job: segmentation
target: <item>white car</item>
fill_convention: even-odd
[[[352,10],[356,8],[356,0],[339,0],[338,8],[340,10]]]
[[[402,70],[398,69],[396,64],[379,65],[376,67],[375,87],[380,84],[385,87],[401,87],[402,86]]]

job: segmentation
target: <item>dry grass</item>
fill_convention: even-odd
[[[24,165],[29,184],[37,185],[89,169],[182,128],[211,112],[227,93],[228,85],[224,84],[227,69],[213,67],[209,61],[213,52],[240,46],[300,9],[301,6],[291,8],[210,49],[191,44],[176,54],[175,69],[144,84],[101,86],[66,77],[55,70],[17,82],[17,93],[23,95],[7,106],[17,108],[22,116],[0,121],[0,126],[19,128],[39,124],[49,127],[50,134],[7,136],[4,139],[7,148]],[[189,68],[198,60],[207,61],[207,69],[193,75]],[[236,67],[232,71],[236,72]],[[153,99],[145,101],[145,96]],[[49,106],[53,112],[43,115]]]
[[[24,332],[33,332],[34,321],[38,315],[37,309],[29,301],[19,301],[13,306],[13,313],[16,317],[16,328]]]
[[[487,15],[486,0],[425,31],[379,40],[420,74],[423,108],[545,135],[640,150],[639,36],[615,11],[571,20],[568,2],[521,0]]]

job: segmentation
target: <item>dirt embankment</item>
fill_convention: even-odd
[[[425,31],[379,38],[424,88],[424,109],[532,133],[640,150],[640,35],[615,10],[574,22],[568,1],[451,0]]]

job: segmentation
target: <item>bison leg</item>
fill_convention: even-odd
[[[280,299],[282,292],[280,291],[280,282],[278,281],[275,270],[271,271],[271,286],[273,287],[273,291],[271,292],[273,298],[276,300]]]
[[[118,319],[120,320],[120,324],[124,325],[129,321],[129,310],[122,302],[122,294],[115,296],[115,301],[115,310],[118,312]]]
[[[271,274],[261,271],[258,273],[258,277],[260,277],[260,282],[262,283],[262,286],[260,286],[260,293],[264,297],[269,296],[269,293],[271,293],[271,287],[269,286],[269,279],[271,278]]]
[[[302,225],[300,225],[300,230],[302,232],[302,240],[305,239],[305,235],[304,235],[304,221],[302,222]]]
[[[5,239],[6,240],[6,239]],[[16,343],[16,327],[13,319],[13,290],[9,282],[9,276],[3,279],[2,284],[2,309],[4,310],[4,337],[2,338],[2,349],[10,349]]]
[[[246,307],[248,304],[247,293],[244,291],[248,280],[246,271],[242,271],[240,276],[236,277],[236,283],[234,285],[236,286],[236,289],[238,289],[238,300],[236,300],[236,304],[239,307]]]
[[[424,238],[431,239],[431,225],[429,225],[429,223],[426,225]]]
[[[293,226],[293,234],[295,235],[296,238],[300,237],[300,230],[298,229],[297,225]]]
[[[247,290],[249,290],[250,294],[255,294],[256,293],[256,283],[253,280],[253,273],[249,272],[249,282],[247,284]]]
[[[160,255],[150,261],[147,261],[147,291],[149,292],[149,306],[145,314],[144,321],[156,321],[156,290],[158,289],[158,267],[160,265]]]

———

= About this task =
Repeat every line exactly, starting with the first line of the entries, and stop once the line containing "target: <item>dry grass</item>" has been given.

= Written response =
job: segmentation
target: <item>white car</item>
fill_convention: even-odd
[[[352,10],[356,8],[356,0],[339,0],[338,8],[340,10]]]
[[[402,70],[398,69],[396,64],[379,65],[376,67],[375,87],[380,84],[385,87],[401,87],[402,86]]]

job: segmentation
target: <item>dry grass</item>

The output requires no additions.